§ WORK INSTRUCTIONS:
The answer is one number: how many lines in the data below hold "that".

[[ EXERCISE MATERIALS open ]]

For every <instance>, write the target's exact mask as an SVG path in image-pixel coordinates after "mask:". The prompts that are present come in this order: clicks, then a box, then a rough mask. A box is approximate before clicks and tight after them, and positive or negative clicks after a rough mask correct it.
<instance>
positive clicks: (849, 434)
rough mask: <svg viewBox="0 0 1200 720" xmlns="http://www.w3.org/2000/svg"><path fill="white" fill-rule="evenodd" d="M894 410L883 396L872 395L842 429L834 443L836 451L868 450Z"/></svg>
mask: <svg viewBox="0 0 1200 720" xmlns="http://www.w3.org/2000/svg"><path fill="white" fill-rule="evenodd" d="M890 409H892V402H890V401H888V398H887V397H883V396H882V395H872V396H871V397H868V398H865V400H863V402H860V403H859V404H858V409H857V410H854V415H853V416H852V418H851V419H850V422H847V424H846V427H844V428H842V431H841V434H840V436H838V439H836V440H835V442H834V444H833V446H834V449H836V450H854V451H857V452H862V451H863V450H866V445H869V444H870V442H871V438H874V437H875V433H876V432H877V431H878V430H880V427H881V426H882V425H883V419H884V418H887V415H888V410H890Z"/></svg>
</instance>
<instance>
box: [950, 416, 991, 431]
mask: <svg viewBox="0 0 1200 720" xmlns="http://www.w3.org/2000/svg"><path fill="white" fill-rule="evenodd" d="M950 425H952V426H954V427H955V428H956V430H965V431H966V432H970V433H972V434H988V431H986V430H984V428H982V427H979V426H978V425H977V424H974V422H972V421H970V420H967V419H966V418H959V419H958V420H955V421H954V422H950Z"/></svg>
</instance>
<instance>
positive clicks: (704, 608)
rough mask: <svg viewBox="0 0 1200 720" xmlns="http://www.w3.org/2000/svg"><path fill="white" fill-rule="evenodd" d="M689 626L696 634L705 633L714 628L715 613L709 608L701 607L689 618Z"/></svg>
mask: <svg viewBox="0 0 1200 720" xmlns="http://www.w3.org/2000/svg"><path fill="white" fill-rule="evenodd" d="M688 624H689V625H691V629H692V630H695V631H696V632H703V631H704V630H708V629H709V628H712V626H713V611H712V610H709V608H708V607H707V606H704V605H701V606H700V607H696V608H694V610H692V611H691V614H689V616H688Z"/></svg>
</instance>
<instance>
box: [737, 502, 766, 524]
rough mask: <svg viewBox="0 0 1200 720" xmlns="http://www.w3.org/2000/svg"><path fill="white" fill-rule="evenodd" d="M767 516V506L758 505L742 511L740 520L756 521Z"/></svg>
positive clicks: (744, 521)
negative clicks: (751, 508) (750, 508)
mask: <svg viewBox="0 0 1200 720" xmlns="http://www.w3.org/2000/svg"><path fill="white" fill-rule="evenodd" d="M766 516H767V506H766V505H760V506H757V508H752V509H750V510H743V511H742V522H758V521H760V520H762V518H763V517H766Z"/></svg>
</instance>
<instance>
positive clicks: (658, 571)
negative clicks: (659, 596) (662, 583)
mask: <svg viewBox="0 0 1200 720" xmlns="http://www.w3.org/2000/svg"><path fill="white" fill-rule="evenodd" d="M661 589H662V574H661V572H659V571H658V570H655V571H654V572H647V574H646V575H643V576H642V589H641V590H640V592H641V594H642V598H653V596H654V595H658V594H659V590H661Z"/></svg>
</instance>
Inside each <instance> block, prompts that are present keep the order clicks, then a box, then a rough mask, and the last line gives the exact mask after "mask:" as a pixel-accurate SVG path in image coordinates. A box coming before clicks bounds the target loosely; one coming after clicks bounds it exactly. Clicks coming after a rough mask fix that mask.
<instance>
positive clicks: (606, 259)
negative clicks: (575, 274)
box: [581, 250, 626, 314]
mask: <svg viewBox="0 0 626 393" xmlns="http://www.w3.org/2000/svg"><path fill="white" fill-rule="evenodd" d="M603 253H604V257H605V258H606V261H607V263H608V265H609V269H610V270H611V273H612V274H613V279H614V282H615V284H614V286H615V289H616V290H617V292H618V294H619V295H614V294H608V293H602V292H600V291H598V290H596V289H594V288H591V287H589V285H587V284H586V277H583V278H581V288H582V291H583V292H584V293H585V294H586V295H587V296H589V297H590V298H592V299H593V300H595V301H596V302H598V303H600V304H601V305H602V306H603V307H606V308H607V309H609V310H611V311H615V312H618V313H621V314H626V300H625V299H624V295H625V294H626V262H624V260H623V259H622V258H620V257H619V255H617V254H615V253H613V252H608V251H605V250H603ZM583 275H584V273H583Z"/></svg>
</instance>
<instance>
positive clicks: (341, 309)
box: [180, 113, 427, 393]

[[ EXERCISE MATERIALS closed ]]

§ EXERCISE RESULT:
2